— Start of SUPPLIED MATERIAL —

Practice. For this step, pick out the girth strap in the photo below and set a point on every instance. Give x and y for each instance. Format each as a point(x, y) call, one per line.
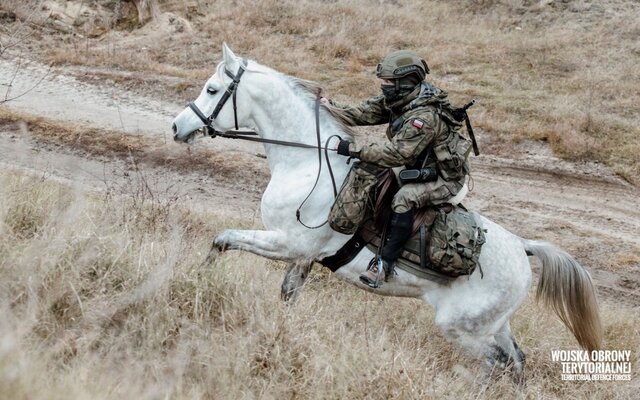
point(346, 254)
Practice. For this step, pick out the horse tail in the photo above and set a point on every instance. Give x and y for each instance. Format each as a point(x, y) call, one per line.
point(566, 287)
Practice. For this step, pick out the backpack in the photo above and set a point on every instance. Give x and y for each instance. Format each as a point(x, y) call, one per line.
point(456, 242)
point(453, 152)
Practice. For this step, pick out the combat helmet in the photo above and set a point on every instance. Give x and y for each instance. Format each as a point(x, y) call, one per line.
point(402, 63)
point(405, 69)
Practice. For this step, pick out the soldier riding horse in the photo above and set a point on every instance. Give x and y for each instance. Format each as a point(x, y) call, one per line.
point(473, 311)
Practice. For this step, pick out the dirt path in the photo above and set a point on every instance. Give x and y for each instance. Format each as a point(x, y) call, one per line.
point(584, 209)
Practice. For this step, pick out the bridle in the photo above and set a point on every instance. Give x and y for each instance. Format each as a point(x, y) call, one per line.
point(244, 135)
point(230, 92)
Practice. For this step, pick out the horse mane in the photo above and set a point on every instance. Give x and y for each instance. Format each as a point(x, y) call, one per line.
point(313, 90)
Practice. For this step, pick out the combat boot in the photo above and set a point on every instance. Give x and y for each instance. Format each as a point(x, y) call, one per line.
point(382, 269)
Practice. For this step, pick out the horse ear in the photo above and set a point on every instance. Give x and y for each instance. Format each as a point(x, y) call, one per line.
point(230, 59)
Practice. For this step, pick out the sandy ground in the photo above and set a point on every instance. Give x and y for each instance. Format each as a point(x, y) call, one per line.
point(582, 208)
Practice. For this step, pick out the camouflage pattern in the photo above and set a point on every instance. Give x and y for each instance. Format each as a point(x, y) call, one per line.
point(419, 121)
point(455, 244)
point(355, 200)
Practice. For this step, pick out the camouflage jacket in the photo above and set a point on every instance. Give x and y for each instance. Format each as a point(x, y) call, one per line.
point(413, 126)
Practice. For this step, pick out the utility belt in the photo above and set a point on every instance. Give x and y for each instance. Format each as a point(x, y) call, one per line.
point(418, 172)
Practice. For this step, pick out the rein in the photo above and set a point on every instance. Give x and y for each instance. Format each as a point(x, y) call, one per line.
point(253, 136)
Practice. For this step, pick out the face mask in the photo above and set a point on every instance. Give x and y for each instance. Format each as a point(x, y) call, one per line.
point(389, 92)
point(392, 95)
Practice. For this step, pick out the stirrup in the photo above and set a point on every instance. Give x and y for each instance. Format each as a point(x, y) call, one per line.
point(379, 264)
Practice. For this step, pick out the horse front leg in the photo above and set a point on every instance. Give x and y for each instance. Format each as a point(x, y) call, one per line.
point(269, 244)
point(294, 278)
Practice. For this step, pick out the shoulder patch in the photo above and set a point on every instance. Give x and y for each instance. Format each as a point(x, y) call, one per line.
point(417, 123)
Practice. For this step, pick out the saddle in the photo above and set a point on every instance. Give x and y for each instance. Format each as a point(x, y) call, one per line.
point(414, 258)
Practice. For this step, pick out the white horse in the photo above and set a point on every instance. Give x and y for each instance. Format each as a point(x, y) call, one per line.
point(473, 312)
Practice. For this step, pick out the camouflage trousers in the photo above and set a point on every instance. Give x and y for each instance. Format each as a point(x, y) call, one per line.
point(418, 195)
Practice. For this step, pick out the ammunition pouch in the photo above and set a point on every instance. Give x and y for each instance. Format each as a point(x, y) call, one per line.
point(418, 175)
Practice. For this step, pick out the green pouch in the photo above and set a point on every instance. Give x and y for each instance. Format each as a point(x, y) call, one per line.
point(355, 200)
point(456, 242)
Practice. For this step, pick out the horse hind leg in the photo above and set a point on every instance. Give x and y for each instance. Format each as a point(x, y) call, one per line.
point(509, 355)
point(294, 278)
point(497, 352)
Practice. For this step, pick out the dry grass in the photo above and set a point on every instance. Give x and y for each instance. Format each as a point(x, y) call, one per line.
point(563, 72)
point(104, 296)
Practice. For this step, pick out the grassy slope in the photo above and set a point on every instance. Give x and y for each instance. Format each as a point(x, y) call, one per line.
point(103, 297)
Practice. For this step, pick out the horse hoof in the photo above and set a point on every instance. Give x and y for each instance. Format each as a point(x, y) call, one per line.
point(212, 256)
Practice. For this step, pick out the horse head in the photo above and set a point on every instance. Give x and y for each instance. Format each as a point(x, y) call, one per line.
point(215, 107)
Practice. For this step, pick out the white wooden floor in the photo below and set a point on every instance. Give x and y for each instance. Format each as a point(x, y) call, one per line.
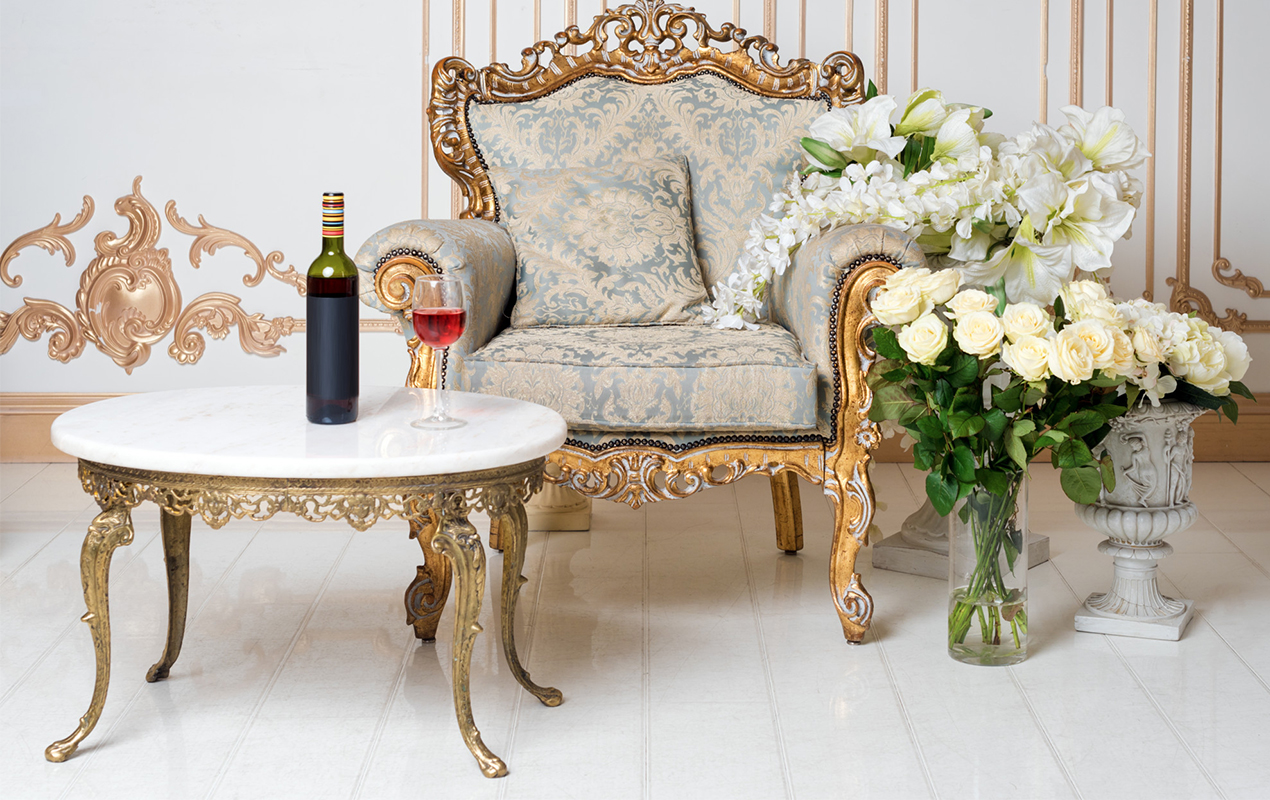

— End of SUPPLIED MATERIAL —

AIM OF THE TASK: Render the lines above as a JSON list of strings, one string for each line, omitting blank lines and the pictures.

THE SOLUTION:
[
  "Practice. For this step, pick out the girth strap in the photo below and set a point on every instance. Give x and y for each instance. Format each as a point(x, y) call, one per line.",
  "point(346, 254)",
  "Practice. For this step, pick out the horse tail in the photo above and set a point on every instance. Give x and y for each instance. Format each as a point(x, y) call, one per line.",
  "point(566, 287)",
  "Practice. For this step, pick out the backpack in the photo above and set a point on every instance. Give x and y for each instance. Format each as a point(x, y) call, one per line.",
  "point(456, 242)",
  "point(453, 152)",
  "Practice. For this step, pick out the combat helmet in the photo above and set a point on every instance. Give x and y for each instance. Format each as a point(x, y) call, one per line.",
  "point(402, 63)",
  "point(405, 69)",
  "Practice. For this step, pick out the soldier riding horse in the photo above and set a point on every instance. Give x and y for each instance. Format each as a point(x, y) call, one per line.",
  "point(473, 311)",
  "Practice. For this step, pick out the dirt path in the photo above and set a point on every instance. Give x and y for each instance. Format each as a point(x, y) call, one per line.",
  "point(584, 209)",
  "Practice. For this step, pick out the bridle in the photo above and set a point on every instance. Give x and y for each instance. Format each as a point(x, y) call, one per line.",
  "point(244, 135)",
  "point(230, 92)",
  "Practice. For this step, pick out the horse mane in the photo above and set a point on every instance. Give x and y for each instance. Format each as a point(x, y) call, one per line.",
  "point(313, 90)",
  "Practice. For this step, pick out the combat boot in the photo above and set a point on every instance. Give x and y for each instance. Format each as a point(x, y) call, one per line.",
  "point(382, 269)",
  "Practice. For this step, pick out the horse ear in the photo above and set a point on every instance. Give x and y for each instance. Format each as a point(x, y) call, one per line.",
  "point(230, 59)",
  "Practice. For this step, pick out the sandy ground in the photo above and set a point on every instance. Give x and y for each instance. Format each as a point(x, y) call, one per line.",
  "point(582, 208)",
  "Practice. For this step, pick out the camouflage pattern in the photo above and set a point on every instance. Give x and y for each instance. Format each as a point(x, y) call, one per line.",
  "point(419, 121)",
  "point(455, 244)",
  "point(355, 200)",
  "Practice. For this step, pick out the camouflage jacket in the photo above and set a point on every instance. Give x and y for each instance. Format each as a point(x, y) call, one per line.",
  "point(413, 126)",
  "Practice. For this step, pick out the utility belt in the photo above and set a point on every instance. Give x and y for each instance. Format each as a point(x, y) call, one per line.",
  "point(418, 172)",
  "Practice. For this step, pick out the rein in the photo above and set a point on every instance. Give x and y for each instance. Format each as a point(x, y) call, one per line.",
  "point(253, 136)",
  "Practice. For this step, pick out the face mask in the photo above and set a point on every instance. Give x and y for each instance. Format each as a point(x, y) call, one per line.",
  "point(389, 92)",
  "point(392, 95)",
  "Practice. For this step, pick out the stirrup in the photo above and set a point on every instance. Give x and y for each instance. Format each as a point(x, y) call, one per line.",
  "point(379, 264)",
  "Practice. For this step, pick out the horse front leg in the photo above and set a point on every instance. Give x and y for each instance. Format each as a point(x, y) call, one per line.",
  "point(269, 244)",
  "point(294, 278)",
  "Practice. For this step, pick out the shoulder patch in the photo above and set a point on every instance. Give x and y for each instance. Format each as a point(x, y) call, one per line.",
  "point(417, 123)",
  "Practice. For this step, pick out the saddle in the photo above and set a point on every instance. Give x and y for each instance. Format each as a point(x, y) call, one per line.",
  "point(414, 258)",
  "Practice. For this step, pick out the white horse in the photo above and set a point on every instance. Give x and y for each instance. Format each as a point(x, y) call, one per line.",
  "point(473, 312)",
  "Practice. For this step, pick out the camouflage trousers in the photo above and set a point on every instance. Give x and y for each instance. Format each as a point(x, y) call, one per line.",
  "point(418, 195)",
  "Practice. For this step, pick out the ammunition pouch in the photo above and set a point on every instance. Give x and y for each instance. Format each as a point(x, y) call, one per line.",
  "point(418, 175)",
  "Practice. For this step, pick out the green pouch in the photo above and set a point on every instance. Give x and y for each instance. Format each as a point(x, y) call, one per line.",
  "point(355, 200)",
  "point(456, 242)",
  "Practice. For this step, pick out the horse hind leg in the photo above and set a point on every instance. Give x and y for each instance. Format each as a point(x, y) call, one per line.",
  "point(509, 355)",
  "point(294, 278)",
  "point(497, 352)",
  "Practice. For this step, pick out the dry grass in the photo above and set a point on every instance. Give x and y for each instance. Format each as a point(x, y) call, one per line.",
  "point(563, 72)",
  "point(104, 296)",
  "Practice. For this step, pick out the grassy slope in the photo above and set a point on every instance. Give x and y for each instance. Format each as a point(x, y) call, one per line.",
  "point(103, 297)",
  "Practice. For this step, pick out the horse hoof in the photo above and set a point on every instance. Give x and y for each instance. Format each as a point(x, y) call, one per line.",
  "point(212, 256)",
  "Practice. For this step, pick out the horse head in the photo above and set a point on every instance. Give x and y for each instance. Format each as a point(x, y) call, one per line.",
  "point(215, 107)",
  "Practice. For this step, pick out the white wooden floor in the photo below and set a point on every instance. Give x and y for each instance. Format each as a point(x, y) call, one per line."
]